WHAT IS REQUIRED: Go through the records and restate them word for word, omitting images.

(Point-per-instance localization data)
========================

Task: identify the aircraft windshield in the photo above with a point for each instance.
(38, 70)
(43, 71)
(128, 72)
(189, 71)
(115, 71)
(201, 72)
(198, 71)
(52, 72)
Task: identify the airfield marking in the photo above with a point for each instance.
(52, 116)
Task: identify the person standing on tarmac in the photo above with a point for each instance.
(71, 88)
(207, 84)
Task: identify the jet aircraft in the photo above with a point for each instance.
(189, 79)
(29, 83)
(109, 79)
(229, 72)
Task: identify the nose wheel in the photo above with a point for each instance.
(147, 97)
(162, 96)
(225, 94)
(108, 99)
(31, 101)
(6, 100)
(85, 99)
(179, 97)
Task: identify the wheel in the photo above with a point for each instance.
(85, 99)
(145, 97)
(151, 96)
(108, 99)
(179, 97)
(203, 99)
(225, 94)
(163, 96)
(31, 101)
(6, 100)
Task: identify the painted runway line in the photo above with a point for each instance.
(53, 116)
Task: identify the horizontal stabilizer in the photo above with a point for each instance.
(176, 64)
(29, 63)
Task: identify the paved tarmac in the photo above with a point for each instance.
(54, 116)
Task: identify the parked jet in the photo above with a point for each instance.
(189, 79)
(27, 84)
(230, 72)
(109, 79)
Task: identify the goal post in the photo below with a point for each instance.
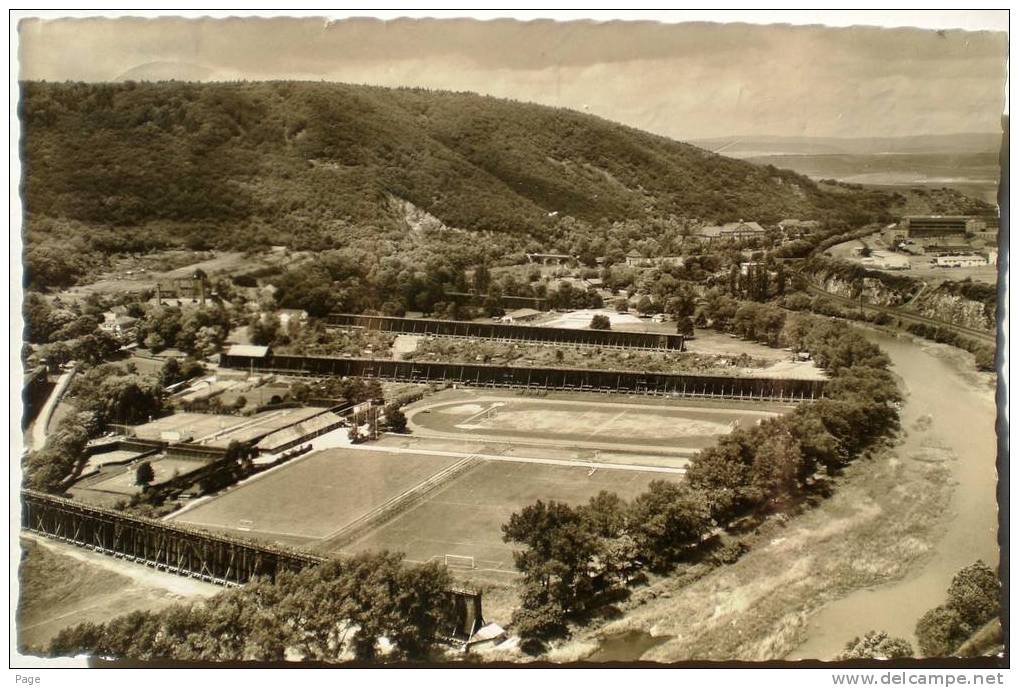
(460, 562)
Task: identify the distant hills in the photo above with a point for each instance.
(750, 147)
(130, 153)
(165, 71)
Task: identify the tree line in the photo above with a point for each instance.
(575, 558)
(334, 612)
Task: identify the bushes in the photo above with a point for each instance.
(874, 645)
(332, 612)
(573, 554)
(973, 599)
(985, 354)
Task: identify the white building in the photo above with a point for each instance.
(882, 260)
(960, 261)
(521, 315)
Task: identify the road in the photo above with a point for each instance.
(961, 416)
(42, 423)
(596, 465)
(979, 334)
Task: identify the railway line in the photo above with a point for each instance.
(979, 334)
(529, 334)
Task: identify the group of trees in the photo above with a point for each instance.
(576, 556)
(200, 331)
(174, 371)
(754, 281)
(334, 612)
(347, 389)
(573, 554)
(102, 394)
(973, 599)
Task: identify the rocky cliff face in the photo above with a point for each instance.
(941, 304)
(874, 292)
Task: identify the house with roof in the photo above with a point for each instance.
(521, 315)
(729, 232)
(121, 326)
(291, 315)
(635, 259)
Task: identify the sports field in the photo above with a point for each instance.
(601, 422)
(163, 468)
(316, 495)
(220, 430)
(465, 517)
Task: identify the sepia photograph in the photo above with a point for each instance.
(510, 339)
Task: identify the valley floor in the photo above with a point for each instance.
(875, 556)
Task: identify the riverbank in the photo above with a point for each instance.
(901, 523)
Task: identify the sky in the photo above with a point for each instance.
(685, 81)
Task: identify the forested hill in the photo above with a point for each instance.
(293, 161)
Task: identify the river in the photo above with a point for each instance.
(962, 419)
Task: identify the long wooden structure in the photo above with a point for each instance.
(569, 379)
(606, 338)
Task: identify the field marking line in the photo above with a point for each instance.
(533, 460)
(250, 479)
(605, 425)
(466, 421)
(631, 406)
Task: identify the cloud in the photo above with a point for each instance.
(683, 81)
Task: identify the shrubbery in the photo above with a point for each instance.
(333, 612)
(574, 556)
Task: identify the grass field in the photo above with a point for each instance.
(506, 418)
(164, 469)
(465, 517)
(219, 430)
(314, 496)
(61, 585)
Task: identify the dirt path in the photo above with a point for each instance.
(905, 520)
(41, 425)
(958, 418)
(61, 585)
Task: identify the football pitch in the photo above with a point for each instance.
(464, 518)
(314, 496)
(669, 425)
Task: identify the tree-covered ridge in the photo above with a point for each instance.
(303, 162)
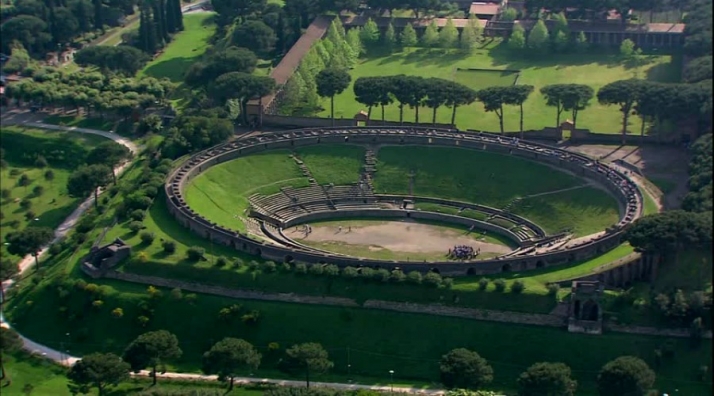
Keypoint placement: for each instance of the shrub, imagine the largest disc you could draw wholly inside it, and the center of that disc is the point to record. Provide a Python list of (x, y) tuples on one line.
[(414, 277), (316, 269), (397, 276), (168, 246), (138, 215), (332, 270), (350, 272), (195, 253), (268, 267), (147, 237), (517, 286), (553, 289), (500, 284), (135, 226), (26, 204), (221, 261), (300, 268), (432, 279), (381, 275)]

========================

OUTPUT OF THE TASK:
Task: identify the aircraft windshield in the photo above with a point for each instance.
(38, 70)
(43, 71)
(128, 72)
(189, 71)
(115, 71)
(201, 72)
(198, 71)
(52, 72)
Task: identify the airfield marking in the photo above with a point for each instance.
(52, 116)
Task: identify the person standing on tarmac in the photo above with a point for each instance.
(71, 88)
(207, 84)
Task: identify the jet aircraft in the photo above with a point for each instance.
(189, 79)
(29, 83)
(109, 79)
(229, 72)
Task: identify the nose wheel in the photo above with a point for each instance.
(147, 97)
(162, 96)
(225, 94)
(108, 99)
(31, 101)
(6, 100)
(85, 99)
(179, 97)
Task: identify the wheel in the photo above with a point for each instance.
(85, 99)
(145, 97)
(151, 96)
(108, 99)
(179, 97)
(203, 99)
(225, 94)
(163, 96)
(31, 101)
(6, 100)
Task: identify the painted runway line in the photo above with a point for each instance.
(53, 116)
Task: identify the horizontal stabilizer in the photo above with a point for each instance.
(176, 64)
(29, 63)
Task: identify the paved tarmac in the photo above with a point for each instance.
(54, 116)
Task: identify the parked jet in the photo above with a point for each instance.
(189, 79)
(27, 84)
(230, 72)
(109, 79)
Task: identify the goal post in the photo below with a point for each instance.
(460, 562)
Task: identify the distant hills in the photo above with a point for each instance.
(750, 147)
(130, 153)
(165, 71)
Task: identify the tree line in the photo above with a point for each instance.
(575, 558)
(334, 612)
Task: identify the bushes in the photo above with a point for each instance.
(874, 645)
(332, 612)
(573, 554)
(973, 599)
(985, 354)
Task: identify the white building in the photo above with a point for each instance.
(882, 260)
(960, 261)
(521, 315)
Task: identify the road in the photo above with a point for each instance.
(961, 416)
(42, 423)
(596, 465)
(979, 334)
Task: identify the railway line in the photo above with a point for each instance.
(979, 334)
(529, 334)
Task: identify the group of trees in the photo above with a point for each instance.
(576, 556)
(200, 331)
(174, 371)
(754, 281)
(334, 612)
(347, 389)
(573, 554)
(102, 394)
(973, 599)
Task: identify the rocky cliff face in the photo above with a point for each instance.
(941, 304)
(874, 292)
Task: identify the house with roof in the photo above with a point for each instance.
(521, 315)
(729, 232)
(121, 326)
(291, 315)
(635, 259)
Task: identify the sports field in the photo above with a point for each instance.
(601, 422)
(163, 468)
(316, 495)
(220, 430)
(465, 517)
Task: identify the sepia photograph in the photo above with a point for each instance.
(510, 339)
Task: identify the valley floor in the photo above with a point for each instance.
(875, 556)
Task: identify the riverbank in the photo above with a point for each instance.
(901, 523)
Task: identify the sky in the photo above with a point for each instance.
(685, 81)
Task: identify the forested hill in the photo above with a point for each instance.
(293, 161)
Task: identify the river in the photo above with a point for each instance.
(962, 419)
Task: identify the long wooden structure in the photo above with a point for each instance.
(569, 379)
(606, 338)
Task: identify the field marking line in the photo above with a point for each instance.
(533, 460)
(250, 479)
(605, 425)
(466, 421)
(631, 406)
Task: identify the cloud in the photo above with a point for each instance.
(683, 81)
Task: identify the shrubbery in the photo above with a point for each instance.
(333, 612)
(574, 556)
Task: identify the grass field in the photo above with a point for each instance.
(506, 418)
(164, 469)
(465, 517)
(219, 430)
(314, 496)
(61, 585)
Task: identify the dirt path in the photo above with a point for each instance.
(905, 520)
(41, 425)
(958, 418)
(61, 585)
Task: identify the football pitch in the photo above with a point for each instance.
(464, 518)
(314, 496)
(669, 425)
Task: identify the tree-covered ridge in the photo above with a point for each instance.
(303, 162)
Keypoint placement: for each instance of the shrub, imagine the largest disc you could draw wholly inside it, and the center of that disc is the point to record. Provide a Python list of (x, y) tuples on one line.
[(414, 277), (316, 269), (397, 276), (168, 246), (138, 215), (332, 270), (350, 272), (195, 253), (268, 267), (147, 237), (517, 286), (553, 289), (500, 284), (135, 226), (26, 204), (221, 261), (300, 268), (432, 279), (381, 275)]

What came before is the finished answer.